Source material:
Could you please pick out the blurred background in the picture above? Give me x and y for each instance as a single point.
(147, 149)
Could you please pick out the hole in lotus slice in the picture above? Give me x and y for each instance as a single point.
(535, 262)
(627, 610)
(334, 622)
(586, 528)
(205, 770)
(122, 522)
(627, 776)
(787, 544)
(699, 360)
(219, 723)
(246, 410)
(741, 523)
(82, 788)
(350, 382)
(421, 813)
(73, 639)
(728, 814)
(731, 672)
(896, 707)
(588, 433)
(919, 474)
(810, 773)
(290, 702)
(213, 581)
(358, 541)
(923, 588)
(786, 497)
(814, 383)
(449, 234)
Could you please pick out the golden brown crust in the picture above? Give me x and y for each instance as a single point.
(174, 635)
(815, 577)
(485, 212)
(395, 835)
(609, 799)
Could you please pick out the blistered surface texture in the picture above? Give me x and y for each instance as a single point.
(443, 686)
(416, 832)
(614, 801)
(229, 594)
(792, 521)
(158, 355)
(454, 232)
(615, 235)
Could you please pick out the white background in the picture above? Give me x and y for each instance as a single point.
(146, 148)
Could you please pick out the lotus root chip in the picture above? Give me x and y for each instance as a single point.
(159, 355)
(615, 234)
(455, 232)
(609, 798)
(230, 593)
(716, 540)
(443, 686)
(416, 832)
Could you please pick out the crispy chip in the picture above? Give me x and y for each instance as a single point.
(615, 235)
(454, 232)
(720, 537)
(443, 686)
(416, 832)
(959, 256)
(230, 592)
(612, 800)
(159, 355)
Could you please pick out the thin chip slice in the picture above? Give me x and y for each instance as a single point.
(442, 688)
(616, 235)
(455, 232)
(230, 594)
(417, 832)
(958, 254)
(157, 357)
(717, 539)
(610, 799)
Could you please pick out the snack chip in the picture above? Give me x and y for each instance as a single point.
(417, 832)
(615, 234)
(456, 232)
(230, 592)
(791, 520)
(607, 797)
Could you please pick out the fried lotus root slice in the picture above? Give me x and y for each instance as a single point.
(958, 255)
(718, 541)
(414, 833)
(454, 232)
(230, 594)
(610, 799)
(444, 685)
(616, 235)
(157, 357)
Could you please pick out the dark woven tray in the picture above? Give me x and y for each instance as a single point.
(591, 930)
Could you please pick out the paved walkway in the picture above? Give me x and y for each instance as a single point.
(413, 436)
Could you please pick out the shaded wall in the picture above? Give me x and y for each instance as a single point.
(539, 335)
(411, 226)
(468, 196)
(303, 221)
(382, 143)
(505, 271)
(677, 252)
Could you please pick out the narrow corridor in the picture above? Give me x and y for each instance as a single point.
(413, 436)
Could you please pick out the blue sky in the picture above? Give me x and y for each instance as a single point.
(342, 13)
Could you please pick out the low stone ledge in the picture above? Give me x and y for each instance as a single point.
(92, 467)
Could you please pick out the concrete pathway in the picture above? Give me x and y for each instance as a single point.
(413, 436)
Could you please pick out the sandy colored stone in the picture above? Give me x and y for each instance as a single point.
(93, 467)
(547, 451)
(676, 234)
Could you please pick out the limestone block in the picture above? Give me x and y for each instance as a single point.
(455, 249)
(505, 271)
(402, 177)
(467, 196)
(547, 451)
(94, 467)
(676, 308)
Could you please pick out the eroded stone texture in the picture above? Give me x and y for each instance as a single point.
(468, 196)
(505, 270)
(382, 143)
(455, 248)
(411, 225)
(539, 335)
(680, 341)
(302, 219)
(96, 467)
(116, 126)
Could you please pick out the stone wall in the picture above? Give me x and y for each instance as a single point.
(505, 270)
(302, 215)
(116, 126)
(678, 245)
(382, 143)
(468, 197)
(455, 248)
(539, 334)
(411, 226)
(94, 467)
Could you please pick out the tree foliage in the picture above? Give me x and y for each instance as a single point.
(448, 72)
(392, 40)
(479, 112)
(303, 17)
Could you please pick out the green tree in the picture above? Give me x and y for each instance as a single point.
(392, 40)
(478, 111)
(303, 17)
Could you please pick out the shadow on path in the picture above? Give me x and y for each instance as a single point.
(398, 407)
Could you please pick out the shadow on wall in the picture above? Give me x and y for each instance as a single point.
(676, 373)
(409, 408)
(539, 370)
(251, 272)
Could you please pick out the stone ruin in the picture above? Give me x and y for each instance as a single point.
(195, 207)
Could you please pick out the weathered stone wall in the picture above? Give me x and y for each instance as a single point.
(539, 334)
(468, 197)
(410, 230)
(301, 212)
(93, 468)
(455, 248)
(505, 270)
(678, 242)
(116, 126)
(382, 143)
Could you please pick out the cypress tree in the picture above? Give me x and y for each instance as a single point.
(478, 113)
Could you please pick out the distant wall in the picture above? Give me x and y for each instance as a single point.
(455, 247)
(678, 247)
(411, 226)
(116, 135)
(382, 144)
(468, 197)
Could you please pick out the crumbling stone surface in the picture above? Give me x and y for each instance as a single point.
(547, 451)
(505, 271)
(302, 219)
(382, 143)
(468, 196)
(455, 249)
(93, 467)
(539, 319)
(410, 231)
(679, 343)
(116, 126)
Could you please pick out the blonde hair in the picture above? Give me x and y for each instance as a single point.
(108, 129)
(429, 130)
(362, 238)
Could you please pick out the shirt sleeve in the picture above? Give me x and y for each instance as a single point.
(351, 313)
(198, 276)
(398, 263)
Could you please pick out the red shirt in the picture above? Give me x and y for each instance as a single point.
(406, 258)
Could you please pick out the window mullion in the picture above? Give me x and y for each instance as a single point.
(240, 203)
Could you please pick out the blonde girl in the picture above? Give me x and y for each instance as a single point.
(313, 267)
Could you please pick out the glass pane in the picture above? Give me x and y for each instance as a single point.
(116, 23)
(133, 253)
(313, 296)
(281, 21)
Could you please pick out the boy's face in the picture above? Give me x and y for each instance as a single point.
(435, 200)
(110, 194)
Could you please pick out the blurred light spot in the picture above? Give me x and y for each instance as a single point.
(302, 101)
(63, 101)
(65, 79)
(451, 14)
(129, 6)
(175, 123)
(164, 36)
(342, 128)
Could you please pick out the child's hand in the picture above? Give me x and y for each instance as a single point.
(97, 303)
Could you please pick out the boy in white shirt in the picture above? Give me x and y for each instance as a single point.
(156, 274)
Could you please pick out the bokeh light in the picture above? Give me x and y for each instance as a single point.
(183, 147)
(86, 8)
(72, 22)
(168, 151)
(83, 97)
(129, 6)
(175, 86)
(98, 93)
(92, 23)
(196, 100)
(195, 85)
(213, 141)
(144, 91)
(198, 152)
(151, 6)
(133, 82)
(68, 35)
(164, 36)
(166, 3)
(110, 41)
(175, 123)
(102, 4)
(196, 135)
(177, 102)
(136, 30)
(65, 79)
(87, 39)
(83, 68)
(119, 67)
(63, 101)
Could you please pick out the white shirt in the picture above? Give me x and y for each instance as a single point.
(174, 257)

Exercise requirements:
Write out all the data again, exactly as it appears.

Output of the exercise:
Could you please pick out the blurred background in the picture above? Give me x and y for each instance as a single point.
(147, 149)
Could you please pick out the hole in lotus slice in the picture above? Give me x and y for each instance as a single point.
(535, 262)
(627, 610)
(334, 622)
(586, 528)
(205, 770)
(122, 522)
(627, 776)
(787, 544)
(699, 360)
(219, 723)
(246, 410)
(741, 523)
(82, 788)
(350, 382)
(421, 813)
(73, 639)
(728, 814)
(731, 672)
(896, 707)
(588, 433)
(919, 474)
(810, 773)
(290, 702)
(213, 581)
(358, 541)
(923, 588)
(786, 497)
(814, 383)
(449, 234)
Could you please pick out the golden brown crust in the picture above? Give me x and y for each instance as a single point.
(174, 635)
(815, 577)
(485, 212)
(395, 835)
(609, 799)
Could you please pick out the blistered surface texture in the picture above? Give me x and y for each instance as a single point.
(443, 686)
(416, 832)
(614, 801)
(229, 594)
(792, 521)
(158, 355)
(454, 232)
(615, 235)
Could you please pick out the white background in the picture above? Give me x and y for each instance as a single point.
(146, 148)
Could you please pick out the lotus root chip in the picture above? Give me x and y for each instance as a single point.
(159, 355)
(615, 234)
(455, 232)
(609, 798)
(230, 593)
(716, 540)
(443, 686)
(416, 832)
Could you please pick out the crispy chip in the picture above? Give me x and y for each instance as a single point.
(615, 235)
(454, 232)
(720, 537)
(443, 686)
(416, 832)
(959, 256)
(230, 592)
(612, 800)
(159, 355)
Could you please pick out the thin chip slice in the picture above? Give me x and y for each instance as a single point.
(442, 688)
(616, 235)
(455, 232)
(230, 594)
(417, 832)
(958, 254)
(157, 357)
(717, 539)
(610, 799)
Could you please pick out the snack chip in the picture above? Give me x and y for each instance as a single point.
(417, 832)
(615, 234)
(456, 232)
(230, 592)
(791, 520)
(607, 797)
Could you please pick out the fried lotus root slice in the picture above? Give me x and y for each instance as a single point.
(958, 255)
(718, 541)
(414, 833)
(454, 232)
(230, 594)
(610, 799)
(444, 685)
(616, 235)
(157, 357)
Could you please pick out the dark woven tray in the picture above? Give me x and y for each instance as a single point.
(591, 930)
Could you please pick out the paved walkway in the picture above? Give me x and y for each instance as a single point.
(413, 436)
Could you please pick out the shaded wall in the picture above? Give me x and y for each instance as a single point.
(539, 335)
(411, 226)
(468, 196)
(303, 221)
(382, 143)
(505, 271)
(677, 252)
Could you please pick out the narrow corridor in the picture above? Give me x and y for each instance as a single point.
(413, 436)
Could you please pick out the blue sky in the picture above? Give me x and y for each instance as a single point.
(342, 13)
Could you please pick out the low stone ledge in the picture above? Give me x and y for each instance as a single point.
(92, 467)
Could you please pick out the concrete pathway in the picture above? Give me x and y for each instance as a single point.
(413, 436)
Could you please pick out the sandy colored stone in the picture above? Give me x and y for each instance as a single point.
(93, 467)
(547, 451)
(676, 234)
Could you please pick out the limestone block in the picture above? Give me x and y for each instance as a single point.
(455, 249)
(505, 271)
(402, 177)
(467, 196)
(547, 451)
(94, 467)
(676, 308)
Could you please pick out the eroded stone texture in the picture above? Give me x and y for each instance as a single point.
(468, 196)
(505, 270)
(382, 143)
(455, 248)
(411, 225)
(539, 335)
(680, 341)
(302, 219)
(96, 467)
(116, 126)
Could you please pick out the stone wall in the picture above? Give me x and y for each instance as a single point.
(505, 270)
(302, 215)
(116, 126)
(678, 245)
(382, 143)
(468, 197)
(455, 248)
(539, 334)
(411, 226)
(94, 467)
Could you please pick out the tree foliage in the picture above? Give me x and y for each instance as a single point.
(448, 72)
(392, 40)
(479, 112)
(303, 17)
Could you please pick out the green tree in the picture above? Give me x and y for each instance as a single point.
(392, 40)
(478, 111)
(303, 17)
Could you please pick out the shadow on path in the picture above? Give me x and y for each instance as a single point.
(398, 407)
Could you please pick out the shadow on wall in the picture above? Give me x and y for each instance as a single point.
(676, 373)
(409, 408)
(539, 370)
(251, 272)
Could you please pick out the stone ruin in the picture above? Give me x and y for each instance as a single point.
(195, 207)
Could you please pick out the weathered stone wall in the picture above? Give me x and y for each instance as a single point.
(539, 334)
(468, 197)
(410, 230)
(301, 212)
(93, 468)
(455, 248)
(505, 270)
(678, 242)
(116, 126)
(382, 143)
Could you please pick out the cypress tree in the picture above? Give me x and y for each instance as a single point.
(478, 113)
Could you please pick out the distant wall in the picture above? Give me x and y for each instance as a single point.
(455, 247)
(678, 247)
(411, 226)
(116, 135)
(382, 144)
(468, 197)
Could you please pick out the crumbling stone surface in the picture above? Give me x and y for each instance as a single point.
(547, 451)
(505, 271)
(302, 219)
(382, 143)
(468, 196)
(455, 249)
(93, 467)
(539, 319)
(410, 231)
(679, 343)
(116, 126)
Could you please pick out the blonde hair in the picture above? Give me x and y for each instance as a single point.
(108, 129)
(429, 130)
(362, 238)
Could you please pick out the shirt sleeve in the picture above? Give me x and y for each instance as a single point.
(351, 313)
(198, 276)
(398, 263)
Could you please pick out the red shirt in the picture above? Give me x and y for each instance as a single point.
(406, 258)
Could you please pick out the window mullion in the picture above? Give me x and y for each instance as a single point.
(240, 203)
Could you please pick out the blonde girl in the picture above? Give me x and y for each instance as a single point.
(313, 267)
Could you please pick out the glass pane in the picture above? Give me x and y for each instance as a single point.
(116, 23)
(133, 253)
(313, 296)
(281, 21)
Could you please pick out the boy's face in the picture above? Give me x and y for each instance as a single point.
(435, 200)
(110, 194)
Could you please pick out the blurred light spot in the picture above? Give me x and y for each instance as a single point.
(302, 101)
(63, 101)
(65, 79)
(451, 14)
(129, 6)
(175, 123)
(164, 36)
(342, 128)
Could you please pick out the child's hand in the picture above? Give me x and y for each instance as a single point.
(97, 303)
Could you please pick out the boy in white shirt in the picture above? Give me x and y for each instance as a single point.
(156, 274)
Could you please pick out the bokeh light in the picture above? Give me x and y for each instance as a single point.
(183, 147)
(86, 8)
(72, 22)
(168, 151)
(83, 97)
(129, 6)
(175, 86)
(98, 93)
(92, 23)
(196, 100)
(195, 85)
(213, 141)
(144, 91)
(198, 152)
(151, 6)
(133, 82)
(68, 35)
(164, 36)
(166, 3)
(110, 41)
(175, 123)
(102, 4)
(196, 135)
(177, 102)
(136, 30)
(65, 79)
(87, 39)
(83, 68)
(119, 67)
(63, 101)
Could you please pick out the white shirt in the picture above? Give me x and y for each instance as a single point.
(174, 257)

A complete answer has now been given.